* [Task brief]: Reproduce every line of the records below, requests included, and shift each answer point by adding 30 to both of its coordinates, leaving the numbers in the requests and their format samples unchanged. Omit the pictures from your answer.

* [Material]:
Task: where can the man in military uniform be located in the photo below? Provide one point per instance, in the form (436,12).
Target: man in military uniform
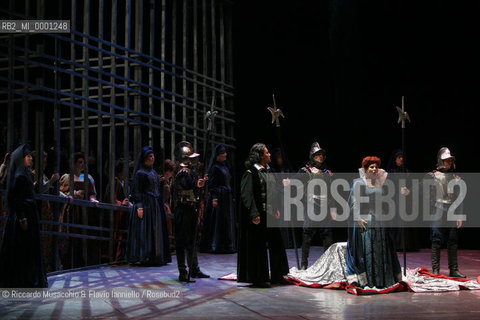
(316,169)
(186,186)
(440,201)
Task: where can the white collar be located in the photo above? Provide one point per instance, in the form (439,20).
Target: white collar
(382,176)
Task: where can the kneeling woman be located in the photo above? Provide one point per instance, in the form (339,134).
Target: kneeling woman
(148,236)
(371,257)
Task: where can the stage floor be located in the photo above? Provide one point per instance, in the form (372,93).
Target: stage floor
(121,292)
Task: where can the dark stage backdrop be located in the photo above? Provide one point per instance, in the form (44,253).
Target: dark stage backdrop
(338,69)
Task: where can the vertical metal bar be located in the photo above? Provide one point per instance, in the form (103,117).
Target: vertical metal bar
(222,61)
(11,77)
(205,54)
(195,68)
(56,137)
(126,101)
(99,182)
(86,132)
(229,68)
(151,83)
(25,107)
(112,144)
(137,29)
(163,43)
(72,124)
(174,79)
(214,39)
(184,64)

* [Output of the task]:
Task: where can the man in military uniform be located in the photo below? Provide one point per instance, in the form (436,12).
Target: man in military uniform
(346,199)
(216,216)
(470,231)
Task: where can the white collar be located in the photo above? Provide one point per instance, in the form (439,20).
Target: white collar
(412,206)
Task: where can the kneeling woman be located in the photo above? Provide one point per instance, in the form (339,134).
Target: kneeling woman
(178,266)
(401,287)
Task: where can the stage floor be located in the photo above? Provide one point per instance, in the form (372,93).
Target: stage floor
(151,322)
Task: where can the dark stage backdrop be located in the photo above? Provide one point per instance, in the form (44,253).
Target: dark stage backdrop
(368,99)
Task: where can the vertical metal bar be located in the photo above? Provide one point per instance, in the form (103,117).
Target: vertical metal bar
(252,91)
(41,107)
(235,84)
(225,98)
(86,167)
(156,131)
(129,212)
(116,162)
(259,98)
(181,113)
(55,137)
(142,174)
(167,59)
(193,73)
(102,154)
(204,109)
(244,69)
(214,94)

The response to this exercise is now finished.